* TRY IT: Each record should be reproduced exactly.

☆ ☆ ☆ ☆

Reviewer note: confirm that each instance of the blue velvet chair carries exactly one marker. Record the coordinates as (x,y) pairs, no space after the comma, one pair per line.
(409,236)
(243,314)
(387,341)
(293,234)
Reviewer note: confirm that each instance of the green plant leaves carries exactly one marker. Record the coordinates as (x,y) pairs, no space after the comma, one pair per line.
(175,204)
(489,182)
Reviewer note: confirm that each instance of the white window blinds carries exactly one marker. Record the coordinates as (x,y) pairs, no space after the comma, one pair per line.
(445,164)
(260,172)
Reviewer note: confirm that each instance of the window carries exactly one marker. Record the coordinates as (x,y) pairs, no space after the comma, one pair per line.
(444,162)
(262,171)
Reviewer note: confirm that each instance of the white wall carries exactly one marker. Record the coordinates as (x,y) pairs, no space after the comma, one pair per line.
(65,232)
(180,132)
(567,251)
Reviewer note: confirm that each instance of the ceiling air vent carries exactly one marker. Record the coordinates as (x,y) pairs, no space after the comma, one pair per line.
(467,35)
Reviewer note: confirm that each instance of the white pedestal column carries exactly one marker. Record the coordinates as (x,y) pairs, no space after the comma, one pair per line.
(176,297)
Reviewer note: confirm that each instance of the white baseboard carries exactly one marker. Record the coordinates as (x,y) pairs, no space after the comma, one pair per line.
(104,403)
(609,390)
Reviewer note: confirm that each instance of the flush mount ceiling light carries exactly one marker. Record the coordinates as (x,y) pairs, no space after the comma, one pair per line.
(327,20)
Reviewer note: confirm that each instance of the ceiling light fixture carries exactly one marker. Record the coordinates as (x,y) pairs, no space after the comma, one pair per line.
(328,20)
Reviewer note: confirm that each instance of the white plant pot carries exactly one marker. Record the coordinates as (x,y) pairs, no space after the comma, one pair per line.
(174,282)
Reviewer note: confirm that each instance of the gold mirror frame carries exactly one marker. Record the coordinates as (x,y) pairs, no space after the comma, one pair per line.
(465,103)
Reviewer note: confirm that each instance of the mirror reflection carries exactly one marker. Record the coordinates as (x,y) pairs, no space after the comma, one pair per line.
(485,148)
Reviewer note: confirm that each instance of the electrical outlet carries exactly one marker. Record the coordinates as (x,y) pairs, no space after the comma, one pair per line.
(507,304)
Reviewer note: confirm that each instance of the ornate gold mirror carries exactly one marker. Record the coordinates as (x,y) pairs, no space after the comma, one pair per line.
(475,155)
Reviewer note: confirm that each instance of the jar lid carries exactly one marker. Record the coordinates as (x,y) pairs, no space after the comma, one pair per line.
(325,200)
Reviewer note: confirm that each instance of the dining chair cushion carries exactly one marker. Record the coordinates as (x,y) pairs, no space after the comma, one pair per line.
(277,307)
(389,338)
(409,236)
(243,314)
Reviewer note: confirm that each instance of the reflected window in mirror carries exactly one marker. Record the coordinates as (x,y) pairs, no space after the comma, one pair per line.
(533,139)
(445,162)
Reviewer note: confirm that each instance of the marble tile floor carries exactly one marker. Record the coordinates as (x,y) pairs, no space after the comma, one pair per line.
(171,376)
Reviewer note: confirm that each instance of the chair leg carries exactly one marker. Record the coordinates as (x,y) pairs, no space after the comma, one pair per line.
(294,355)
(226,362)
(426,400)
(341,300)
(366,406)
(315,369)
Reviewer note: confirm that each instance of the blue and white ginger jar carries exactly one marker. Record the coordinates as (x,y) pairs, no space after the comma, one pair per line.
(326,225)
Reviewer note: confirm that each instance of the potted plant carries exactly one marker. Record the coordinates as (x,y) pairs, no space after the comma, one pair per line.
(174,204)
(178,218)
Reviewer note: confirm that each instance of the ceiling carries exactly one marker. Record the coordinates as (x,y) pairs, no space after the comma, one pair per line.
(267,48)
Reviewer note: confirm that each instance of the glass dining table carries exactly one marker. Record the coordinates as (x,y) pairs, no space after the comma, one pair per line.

☆ ☆ ☆ ☆

* RESULT BELOW:
Reviewer note: confirm that each instance of the blue velvet chair carries exactly one marker. Record the coordinates as (x,y) pairs, no space after the comma, one pair per line.
(409,236)
(243,314)
(387,341)
(293,234)
Reviewer note: confirm that each instance of the green plant leaves carries exactly one marker. Record the coordinates as (x,y) pairs, no space after the comma, one pair per line.
(175,204)
(489,182)
Reviewer note: confirm that each instance of the white window blinds carries exactly one marker. Record the coordinates as (x,y) pairs, no space after the comma, one pair per line.
(445,164)
(260,172)
Reviewer note: confirm that each instance of the window carries exactly one marker. Record the coordinates as (x,y) pairs, no space after the comma, one pair per line.
(444,162)
(262,171)
Reviewer note: confirm that each instance of the white wall carries exactly one marker. Record the coordinates as (x,y) pairs, no space after the comma, one pair per line.
(65,232)
(180,132)
(567,251)
Reviewer note: confirm that each instance of the ceiling air vent carries exactly one marker. Record the coordinates as (x,y) pairs, no space after the comma, one pair per line.
(467,35)
Reviewer note: confirm that each instance of the white pedestal column carries exactly one marker. Record the coordinates as (x,y) pairs, no space after the comma, one pair per line.
(176,297)
Reviewer note: confirm that each instance of the white baseboard carries exactly one marker. Record the coordinates as (x,y) pairs, no space after the comma, one pair per line.
(104,403)
(609,390)
Reviewer note: confirm that each instance of the flush mount ceiling light carries exactly one marker. Record the coordinates as (x,y) pairs, no space after the comma, one pair per line.
(327,20)
Reviewer note: confirm that each instance of the ceiling light fixture carries exactly one marker. Record the coordinates as (x,y) pairs, no space after the comma, one pair per line.
(328,20)
Reviewer note: confirm that each instance of the white plant pot carries exactly one marker. Record the coordinates as (x,y) pairs, no space after the comma, one pair per line.
(174,282)
Reviewer note: confirm that each instance of the gold mirror frame carries exactly one marker. Record the coordinates as (x,y) pairs, no space after the comma, one pair per line.
(465,103)
Reviewer note: confirm that each instance of the mirror reflection carries exactly one marker. Record the coordinates as (x,y) pairs, no space after the comma, one pair per line.
(485,148)
Reviewer note: confirm that each instance of the electrical outlet carries exactly one marker. Record the coordinates as (x,y) pairs, no space after the comma, one pair per line.
(507,304)
Reviewer note: confirm that each instance of the ornate gold mirror carries exactly one marker. Record the coordinates as (x,y) pairs, no space after the comma, one pair per line.
(475,155)
Reviewer note: confirm that each instance of the jar lid carries exactly one marker. Record the coordinates as (x,y) pairs, no space after the comma, one pair per line.
(325,200)
Reviewer note: confirm that each instance of the dining chair cushion carries exactly one marker. Record the coordinates as (x,y) pairs, no space after the comma, one pair per line.
(277,307)
(389,338)
(409,236)
(243,314)
Reviewer note: confirm that each instance of the reflected window in mirror carries exactly one marker. Record the coordinates as (x,y) pairs, no space after the comma, one pair per line.
(533,139)
(445,162)
Reviewer note: confirm that each instance of the marble tile floor carries exactly one marker. Record the coordinates as (x,y) pairs, no space after the comma, one pair per line.
(171,376)
Reviewer note: confirm that each instance of the chair leg carries exactly one marker. Record the coordinates as (x,y) pairs, no space after the comma, one pair per line.
(294,355)
(226,362)
(426,400)
(341,300)
(366,406)
(315,369)
Reviewer note: confirm that each instance of the blue and white ginger jar carries exactly one marker. Record the coordinates as (x,y) pairs, no space after the comma, one pair per line.
(326,225)
Reviewer note: confirm that each instance of the potted plant carries exactly one marker. Record the coordinates as (x,y) pairs, no space after the comma, one pair per line.
(174,204)
(178,218)
Reviewer note: confirm that each instance of the ceiling carries exactly one marker. Record the coordinates as (x,y) pairs, no space after the comma, one pair per line.
(267,48)
Reviewer note: confirm that each instance of the glass dining table carries exactly one marker. Record the coordinates as (x,y) pairs, no space after the comma, one pair per line.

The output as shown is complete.